▶ **What to produce**
Give back exactly the lines from the one holding "Target: excavation pit" to the bottom of the material, both included, and nothing more. No pictures.
-------------------------
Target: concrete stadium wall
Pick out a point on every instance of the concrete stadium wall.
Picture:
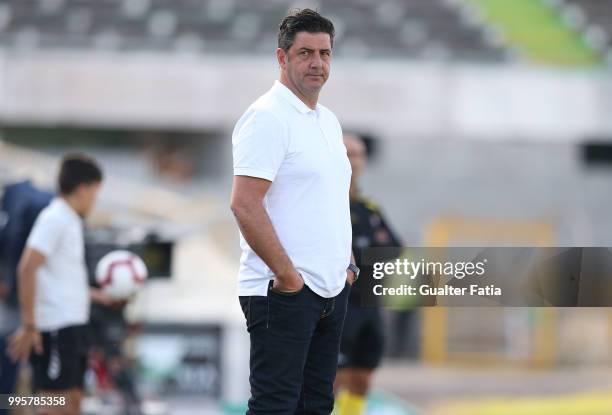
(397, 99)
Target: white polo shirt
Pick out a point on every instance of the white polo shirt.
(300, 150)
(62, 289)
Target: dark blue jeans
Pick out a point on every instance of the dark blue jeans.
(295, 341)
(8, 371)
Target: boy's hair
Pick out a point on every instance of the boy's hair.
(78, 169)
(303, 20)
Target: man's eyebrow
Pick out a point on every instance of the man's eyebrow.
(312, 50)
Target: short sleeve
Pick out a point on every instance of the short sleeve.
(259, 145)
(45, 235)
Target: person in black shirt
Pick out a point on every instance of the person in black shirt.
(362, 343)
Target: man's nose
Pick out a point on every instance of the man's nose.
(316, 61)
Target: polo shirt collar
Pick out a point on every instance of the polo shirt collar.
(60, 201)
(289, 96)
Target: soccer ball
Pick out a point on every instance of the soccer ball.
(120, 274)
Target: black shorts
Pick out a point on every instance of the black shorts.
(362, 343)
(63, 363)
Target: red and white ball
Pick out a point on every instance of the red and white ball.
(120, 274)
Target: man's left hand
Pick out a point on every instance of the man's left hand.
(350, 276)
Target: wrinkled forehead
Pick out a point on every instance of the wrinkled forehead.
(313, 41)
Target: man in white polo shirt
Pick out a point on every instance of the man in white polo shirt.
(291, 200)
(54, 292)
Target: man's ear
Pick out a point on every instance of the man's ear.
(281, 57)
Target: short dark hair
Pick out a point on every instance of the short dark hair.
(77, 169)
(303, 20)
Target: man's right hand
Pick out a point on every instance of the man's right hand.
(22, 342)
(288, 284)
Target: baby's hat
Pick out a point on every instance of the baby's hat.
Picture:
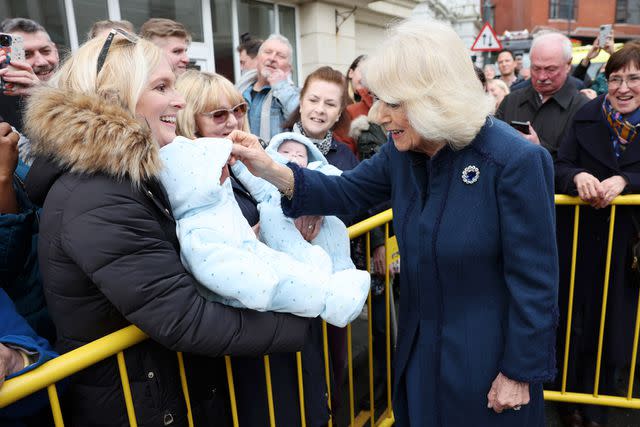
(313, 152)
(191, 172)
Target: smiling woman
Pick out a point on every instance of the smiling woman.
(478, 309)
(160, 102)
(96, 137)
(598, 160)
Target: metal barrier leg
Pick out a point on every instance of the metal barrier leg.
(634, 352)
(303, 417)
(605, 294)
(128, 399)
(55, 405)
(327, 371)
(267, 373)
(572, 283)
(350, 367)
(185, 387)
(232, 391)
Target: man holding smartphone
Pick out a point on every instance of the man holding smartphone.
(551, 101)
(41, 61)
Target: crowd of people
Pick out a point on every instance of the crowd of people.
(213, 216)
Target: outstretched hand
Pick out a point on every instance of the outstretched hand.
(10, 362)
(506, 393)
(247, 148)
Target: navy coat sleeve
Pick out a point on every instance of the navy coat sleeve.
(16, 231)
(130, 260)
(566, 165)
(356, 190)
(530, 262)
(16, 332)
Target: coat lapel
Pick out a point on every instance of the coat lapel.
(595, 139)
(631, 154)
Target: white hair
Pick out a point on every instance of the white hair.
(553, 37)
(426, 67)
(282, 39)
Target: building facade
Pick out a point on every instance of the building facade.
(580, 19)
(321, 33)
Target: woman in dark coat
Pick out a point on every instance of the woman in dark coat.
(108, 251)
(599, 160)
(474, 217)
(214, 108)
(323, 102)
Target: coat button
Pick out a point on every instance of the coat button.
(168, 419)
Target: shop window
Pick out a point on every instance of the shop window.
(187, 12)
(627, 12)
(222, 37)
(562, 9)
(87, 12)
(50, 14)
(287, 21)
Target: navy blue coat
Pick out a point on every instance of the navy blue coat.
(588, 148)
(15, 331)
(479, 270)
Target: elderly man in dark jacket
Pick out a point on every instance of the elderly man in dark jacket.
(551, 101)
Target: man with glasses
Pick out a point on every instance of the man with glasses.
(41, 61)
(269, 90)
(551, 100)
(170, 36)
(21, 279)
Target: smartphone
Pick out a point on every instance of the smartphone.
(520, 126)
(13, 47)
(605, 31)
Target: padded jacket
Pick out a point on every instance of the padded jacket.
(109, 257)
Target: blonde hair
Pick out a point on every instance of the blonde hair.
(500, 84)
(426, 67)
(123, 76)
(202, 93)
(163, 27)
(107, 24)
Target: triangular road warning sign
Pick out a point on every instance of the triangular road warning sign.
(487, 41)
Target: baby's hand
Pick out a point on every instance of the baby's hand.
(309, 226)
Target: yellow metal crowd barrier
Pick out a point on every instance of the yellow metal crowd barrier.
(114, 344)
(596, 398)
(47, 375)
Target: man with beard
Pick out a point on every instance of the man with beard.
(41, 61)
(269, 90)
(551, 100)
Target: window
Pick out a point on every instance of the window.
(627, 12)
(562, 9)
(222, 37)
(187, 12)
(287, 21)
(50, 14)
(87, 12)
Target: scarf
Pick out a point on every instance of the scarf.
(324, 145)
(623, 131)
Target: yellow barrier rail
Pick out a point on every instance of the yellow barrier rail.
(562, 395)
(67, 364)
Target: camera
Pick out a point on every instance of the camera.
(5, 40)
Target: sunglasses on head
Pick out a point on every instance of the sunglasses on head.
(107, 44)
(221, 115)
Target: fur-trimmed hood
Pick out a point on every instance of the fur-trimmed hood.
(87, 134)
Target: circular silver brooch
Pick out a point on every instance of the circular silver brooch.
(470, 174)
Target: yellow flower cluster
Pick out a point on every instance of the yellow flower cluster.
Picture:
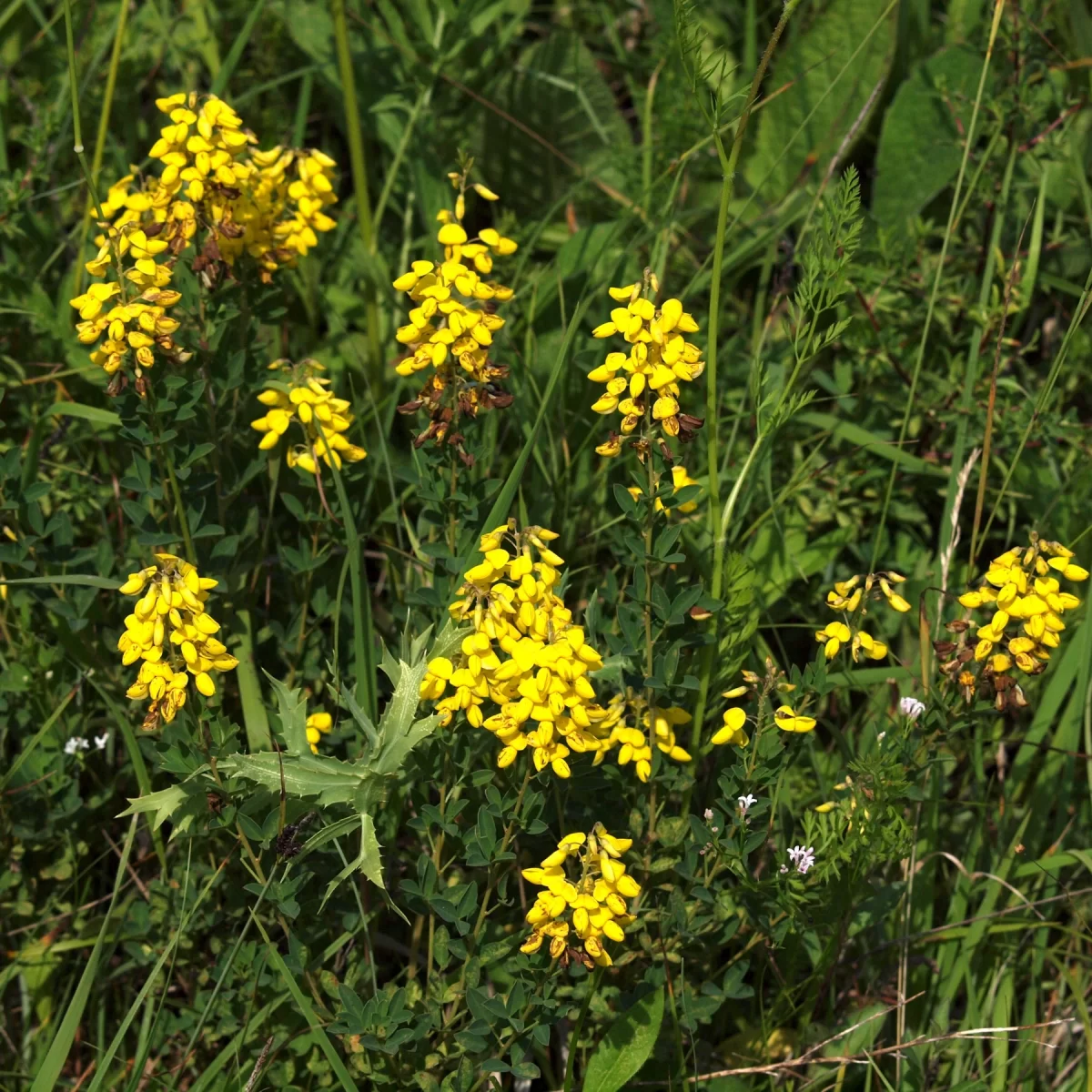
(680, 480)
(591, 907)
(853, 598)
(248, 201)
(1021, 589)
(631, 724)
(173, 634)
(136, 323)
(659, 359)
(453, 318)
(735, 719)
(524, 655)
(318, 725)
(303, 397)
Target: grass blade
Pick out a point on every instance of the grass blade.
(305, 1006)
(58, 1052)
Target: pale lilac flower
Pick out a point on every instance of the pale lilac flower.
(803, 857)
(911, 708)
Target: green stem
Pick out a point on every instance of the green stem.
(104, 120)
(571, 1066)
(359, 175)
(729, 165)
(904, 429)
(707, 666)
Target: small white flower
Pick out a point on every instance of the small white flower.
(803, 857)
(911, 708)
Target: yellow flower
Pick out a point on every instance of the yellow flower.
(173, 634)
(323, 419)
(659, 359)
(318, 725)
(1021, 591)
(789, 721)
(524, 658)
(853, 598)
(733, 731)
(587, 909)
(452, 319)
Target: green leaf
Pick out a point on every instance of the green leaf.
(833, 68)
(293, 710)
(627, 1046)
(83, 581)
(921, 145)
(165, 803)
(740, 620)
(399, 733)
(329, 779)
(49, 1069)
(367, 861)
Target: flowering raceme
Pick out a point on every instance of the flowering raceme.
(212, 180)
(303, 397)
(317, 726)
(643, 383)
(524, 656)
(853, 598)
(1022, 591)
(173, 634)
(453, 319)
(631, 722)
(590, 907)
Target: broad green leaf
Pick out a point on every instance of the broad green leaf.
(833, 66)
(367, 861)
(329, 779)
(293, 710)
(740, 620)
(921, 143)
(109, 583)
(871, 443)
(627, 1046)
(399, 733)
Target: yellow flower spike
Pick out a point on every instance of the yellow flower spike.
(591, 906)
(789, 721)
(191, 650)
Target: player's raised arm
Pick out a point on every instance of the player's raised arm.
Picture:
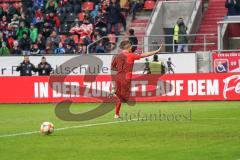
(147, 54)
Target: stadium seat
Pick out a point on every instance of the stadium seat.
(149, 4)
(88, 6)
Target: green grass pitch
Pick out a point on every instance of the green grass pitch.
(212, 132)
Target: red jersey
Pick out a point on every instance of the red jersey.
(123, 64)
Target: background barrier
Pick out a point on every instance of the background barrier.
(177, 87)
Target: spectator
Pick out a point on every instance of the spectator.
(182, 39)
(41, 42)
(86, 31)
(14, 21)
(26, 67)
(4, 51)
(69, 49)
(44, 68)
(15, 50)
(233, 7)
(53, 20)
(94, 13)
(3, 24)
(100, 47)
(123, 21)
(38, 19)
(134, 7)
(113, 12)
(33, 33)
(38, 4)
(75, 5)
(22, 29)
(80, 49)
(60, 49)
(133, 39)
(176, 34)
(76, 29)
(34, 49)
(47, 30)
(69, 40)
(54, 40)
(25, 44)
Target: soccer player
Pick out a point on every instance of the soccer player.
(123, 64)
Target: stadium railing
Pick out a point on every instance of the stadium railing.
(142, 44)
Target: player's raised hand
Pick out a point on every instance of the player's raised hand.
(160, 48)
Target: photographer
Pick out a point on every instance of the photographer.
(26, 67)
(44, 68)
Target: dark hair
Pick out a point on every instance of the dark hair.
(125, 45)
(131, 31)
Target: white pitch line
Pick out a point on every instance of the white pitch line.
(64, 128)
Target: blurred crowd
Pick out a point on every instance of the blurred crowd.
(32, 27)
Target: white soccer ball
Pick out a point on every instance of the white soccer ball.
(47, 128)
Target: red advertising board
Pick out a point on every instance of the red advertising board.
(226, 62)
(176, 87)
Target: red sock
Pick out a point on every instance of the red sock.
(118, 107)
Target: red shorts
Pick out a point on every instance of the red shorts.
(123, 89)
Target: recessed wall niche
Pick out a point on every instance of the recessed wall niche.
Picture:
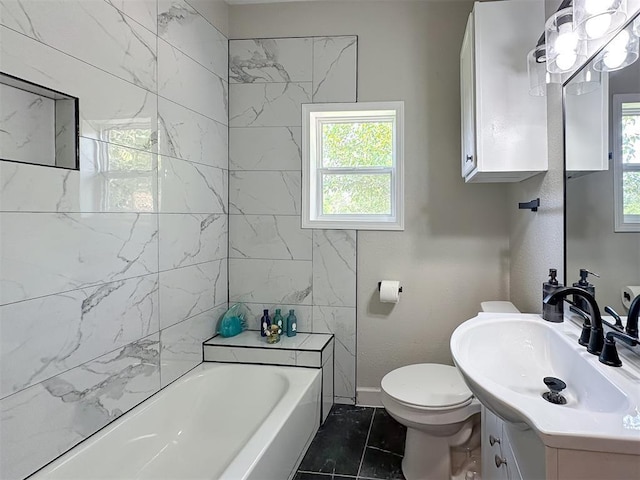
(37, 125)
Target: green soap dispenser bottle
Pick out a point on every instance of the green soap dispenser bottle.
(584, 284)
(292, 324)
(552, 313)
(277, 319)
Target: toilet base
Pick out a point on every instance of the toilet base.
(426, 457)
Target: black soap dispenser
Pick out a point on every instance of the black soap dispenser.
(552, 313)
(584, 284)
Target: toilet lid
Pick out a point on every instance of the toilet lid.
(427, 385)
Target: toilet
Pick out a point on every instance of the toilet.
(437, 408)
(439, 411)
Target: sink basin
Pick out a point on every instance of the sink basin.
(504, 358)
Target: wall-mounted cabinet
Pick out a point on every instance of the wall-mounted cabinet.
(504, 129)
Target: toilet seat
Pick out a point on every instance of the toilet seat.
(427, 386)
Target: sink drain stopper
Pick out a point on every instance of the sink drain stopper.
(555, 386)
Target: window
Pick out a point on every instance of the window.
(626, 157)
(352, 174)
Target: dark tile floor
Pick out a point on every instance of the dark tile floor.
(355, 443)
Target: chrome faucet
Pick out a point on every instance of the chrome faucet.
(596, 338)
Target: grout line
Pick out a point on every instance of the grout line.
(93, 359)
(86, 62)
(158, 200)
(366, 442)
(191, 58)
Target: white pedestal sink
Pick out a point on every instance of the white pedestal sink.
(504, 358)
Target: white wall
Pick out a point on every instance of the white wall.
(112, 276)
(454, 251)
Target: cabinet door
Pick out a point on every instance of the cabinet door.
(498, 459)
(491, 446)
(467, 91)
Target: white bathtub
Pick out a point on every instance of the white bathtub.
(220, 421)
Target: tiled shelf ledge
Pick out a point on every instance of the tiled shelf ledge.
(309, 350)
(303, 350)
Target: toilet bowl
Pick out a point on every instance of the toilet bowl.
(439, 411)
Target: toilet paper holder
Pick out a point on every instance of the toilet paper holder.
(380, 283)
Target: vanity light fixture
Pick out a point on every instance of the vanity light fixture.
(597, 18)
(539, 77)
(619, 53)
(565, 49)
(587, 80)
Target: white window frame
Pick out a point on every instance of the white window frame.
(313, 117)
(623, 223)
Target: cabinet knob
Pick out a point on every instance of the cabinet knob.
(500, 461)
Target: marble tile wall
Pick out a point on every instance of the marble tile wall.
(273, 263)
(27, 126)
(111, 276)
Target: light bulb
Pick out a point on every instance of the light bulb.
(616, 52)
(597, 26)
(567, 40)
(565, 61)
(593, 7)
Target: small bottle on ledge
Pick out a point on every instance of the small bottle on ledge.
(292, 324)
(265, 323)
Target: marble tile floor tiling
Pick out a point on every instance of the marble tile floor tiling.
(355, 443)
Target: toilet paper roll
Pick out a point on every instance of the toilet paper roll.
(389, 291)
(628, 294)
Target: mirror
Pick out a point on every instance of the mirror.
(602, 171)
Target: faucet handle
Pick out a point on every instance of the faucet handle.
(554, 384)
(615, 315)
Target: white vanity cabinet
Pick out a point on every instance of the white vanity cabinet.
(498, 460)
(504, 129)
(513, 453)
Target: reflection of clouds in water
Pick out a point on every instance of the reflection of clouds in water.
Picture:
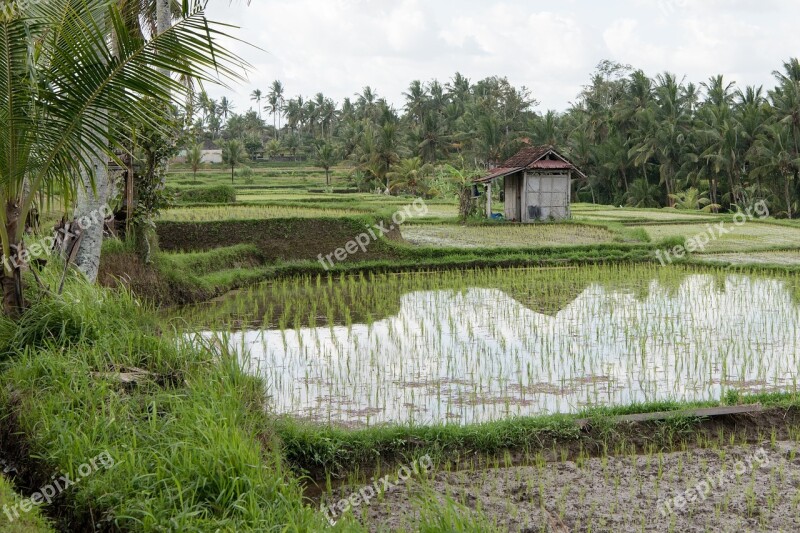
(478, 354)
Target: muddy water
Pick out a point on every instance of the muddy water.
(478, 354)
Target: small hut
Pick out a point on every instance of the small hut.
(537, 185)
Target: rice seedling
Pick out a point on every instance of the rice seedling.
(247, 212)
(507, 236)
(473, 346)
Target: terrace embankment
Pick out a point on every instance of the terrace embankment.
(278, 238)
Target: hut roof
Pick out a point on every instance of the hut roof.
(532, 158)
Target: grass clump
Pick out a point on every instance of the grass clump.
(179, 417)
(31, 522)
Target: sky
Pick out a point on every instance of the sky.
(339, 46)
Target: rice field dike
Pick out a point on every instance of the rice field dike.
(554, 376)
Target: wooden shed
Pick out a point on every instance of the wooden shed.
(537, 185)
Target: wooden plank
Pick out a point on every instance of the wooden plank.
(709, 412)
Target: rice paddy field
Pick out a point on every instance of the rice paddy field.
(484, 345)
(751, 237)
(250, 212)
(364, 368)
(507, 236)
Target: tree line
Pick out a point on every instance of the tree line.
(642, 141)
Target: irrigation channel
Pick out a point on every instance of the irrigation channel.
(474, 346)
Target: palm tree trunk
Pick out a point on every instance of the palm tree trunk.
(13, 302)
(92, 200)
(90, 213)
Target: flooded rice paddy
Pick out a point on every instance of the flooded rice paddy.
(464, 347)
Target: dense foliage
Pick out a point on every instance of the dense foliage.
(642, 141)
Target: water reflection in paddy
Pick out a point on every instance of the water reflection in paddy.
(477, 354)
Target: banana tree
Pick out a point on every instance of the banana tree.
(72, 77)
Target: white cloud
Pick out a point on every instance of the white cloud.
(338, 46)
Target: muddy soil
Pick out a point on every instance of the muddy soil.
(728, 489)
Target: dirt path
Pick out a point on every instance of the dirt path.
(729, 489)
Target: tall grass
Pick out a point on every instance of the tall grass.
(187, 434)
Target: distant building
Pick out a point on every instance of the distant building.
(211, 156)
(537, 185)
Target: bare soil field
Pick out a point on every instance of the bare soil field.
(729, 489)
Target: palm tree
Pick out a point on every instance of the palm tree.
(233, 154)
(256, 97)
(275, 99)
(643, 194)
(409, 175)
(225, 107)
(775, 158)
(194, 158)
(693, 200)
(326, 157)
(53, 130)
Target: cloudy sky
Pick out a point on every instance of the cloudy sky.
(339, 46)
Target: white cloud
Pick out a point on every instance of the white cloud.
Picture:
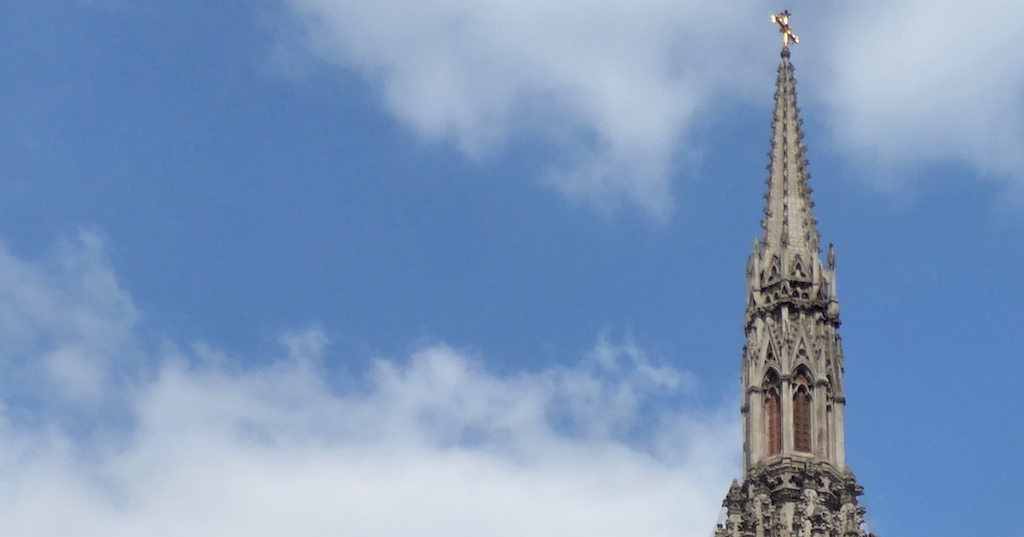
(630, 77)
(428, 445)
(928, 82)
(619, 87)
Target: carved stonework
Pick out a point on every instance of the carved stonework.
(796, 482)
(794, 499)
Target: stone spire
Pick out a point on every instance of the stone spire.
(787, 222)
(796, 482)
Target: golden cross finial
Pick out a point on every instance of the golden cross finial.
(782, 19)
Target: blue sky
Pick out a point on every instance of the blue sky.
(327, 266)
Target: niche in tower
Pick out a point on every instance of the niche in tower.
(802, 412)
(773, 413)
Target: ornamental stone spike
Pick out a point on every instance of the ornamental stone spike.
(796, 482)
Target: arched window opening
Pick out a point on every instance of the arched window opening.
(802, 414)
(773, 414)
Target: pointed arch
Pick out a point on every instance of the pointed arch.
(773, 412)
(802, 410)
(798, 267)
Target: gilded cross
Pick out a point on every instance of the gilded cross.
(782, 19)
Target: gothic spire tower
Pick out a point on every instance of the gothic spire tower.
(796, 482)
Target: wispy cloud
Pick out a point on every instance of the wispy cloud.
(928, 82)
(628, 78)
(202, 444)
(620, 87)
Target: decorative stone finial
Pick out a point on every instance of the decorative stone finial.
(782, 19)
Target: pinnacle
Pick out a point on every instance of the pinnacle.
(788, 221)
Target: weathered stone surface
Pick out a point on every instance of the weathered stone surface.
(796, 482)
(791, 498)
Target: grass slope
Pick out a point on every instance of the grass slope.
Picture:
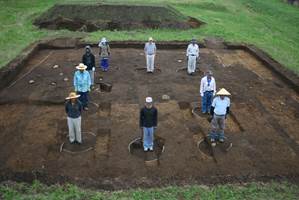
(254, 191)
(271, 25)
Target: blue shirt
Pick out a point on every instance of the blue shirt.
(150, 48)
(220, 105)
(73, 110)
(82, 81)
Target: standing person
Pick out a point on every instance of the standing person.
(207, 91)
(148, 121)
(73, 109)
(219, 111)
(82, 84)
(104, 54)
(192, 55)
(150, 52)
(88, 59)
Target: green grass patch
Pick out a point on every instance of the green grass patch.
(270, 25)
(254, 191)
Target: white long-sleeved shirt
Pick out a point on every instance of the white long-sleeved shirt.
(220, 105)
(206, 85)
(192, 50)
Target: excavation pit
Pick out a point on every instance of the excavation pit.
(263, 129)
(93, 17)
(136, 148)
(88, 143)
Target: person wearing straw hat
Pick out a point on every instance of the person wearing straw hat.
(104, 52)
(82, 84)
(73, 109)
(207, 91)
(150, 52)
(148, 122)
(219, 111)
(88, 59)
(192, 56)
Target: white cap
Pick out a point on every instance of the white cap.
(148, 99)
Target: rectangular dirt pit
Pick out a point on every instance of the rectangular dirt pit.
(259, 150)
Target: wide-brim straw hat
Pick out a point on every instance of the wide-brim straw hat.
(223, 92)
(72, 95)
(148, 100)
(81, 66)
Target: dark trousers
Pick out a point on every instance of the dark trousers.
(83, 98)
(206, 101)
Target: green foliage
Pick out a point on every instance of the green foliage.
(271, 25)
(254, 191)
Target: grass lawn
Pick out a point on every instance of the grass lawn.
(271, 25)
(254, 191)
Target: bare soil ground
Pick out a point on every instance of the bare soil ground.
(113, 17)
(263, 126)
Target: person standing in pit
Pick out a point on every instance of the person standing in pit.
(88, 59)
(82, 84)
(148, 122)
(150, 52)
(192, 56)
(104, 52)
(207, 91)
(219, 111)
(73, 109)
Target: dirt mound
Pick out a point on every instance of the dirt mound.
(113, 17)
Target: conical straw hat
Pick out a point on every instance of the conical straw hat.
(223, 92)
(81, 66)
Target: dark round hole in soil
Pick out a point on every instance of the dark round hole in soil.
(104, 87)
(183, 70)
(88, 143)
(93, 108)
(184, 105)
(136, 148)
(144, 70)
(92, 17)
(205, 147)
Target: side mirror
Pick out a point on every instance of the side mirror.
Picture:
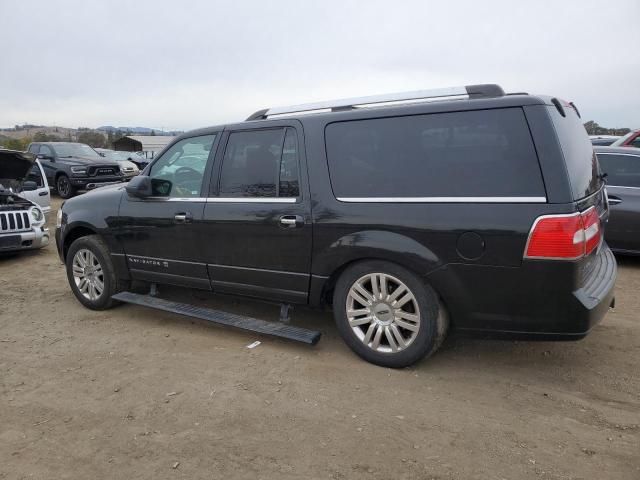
-------------------------
▶ **Solution to the exercise**
Target: excavation pit
Pick out a point on every instance of the excavation pit.
(263, 129)
(93, 17)
(136, 148)
(88, 143)
Target: person wearing straw hat
Pick out a point on every instance of the person wearing straw hat.
(104, 52)
(82, 84)
(73, 109)
(207, 91)
(150, 52)
(148, 122)
(219, 111)
(88, 59)
(192, 56)
Target: white cap
Pick out a point on every instance of the white cap.
(148, 99)
Target: rectangular dirt pit
Pick out a point on every instance of the rectangular dirt pit.
(259, 150)
Target: wide-brim straw hat
Pick out a point on every instance of the wide-brim straw hat.
(223, 92)
(72, 95)
(148, 100)
(81, 66)
Target: dark trousers
Pick out a point on every instance of the dark trousers.
(83, 98)
(206, 101)
Target: green foliage
Pick out a point on every instance of the green foliage.
(271, 25)
(254, 191)
Target: grass lawn
Pick out a point on every instance of the grass lawn.
(271, 25)
(254, 191)
Target: bare soil ground
Pick out a point on every instance of the bare soil ground.
(113, 17)
(263, 126)
Target: person standing in pit
Pick out a point on every instance of the person standing in pit.
(88, 59)
(82, 84)
(148, 122)
(150, 52)
(192, 56)
(104, 52)
(207, 91)
(219, 111)
(73, 109)
Target: dirt mound
Pick out a point on every instance of the dirt mound.
(113, 17)
Target: conical straw hat
Pick out a point on every instance of the conical straw hat.
(223, 92)
(81, 66)
Target: dark round hole in soil
Pick out a point on every instance of the dark round hole in soil.
(104, 87)
(183, 70)
(88, 143)
(93, 108)
(184, 105)
(136, 148)
(144, 70)
(92, 17)
(205, 147)
Target: side mirror
Pick out a point on every instance of the side mirror.
Picture:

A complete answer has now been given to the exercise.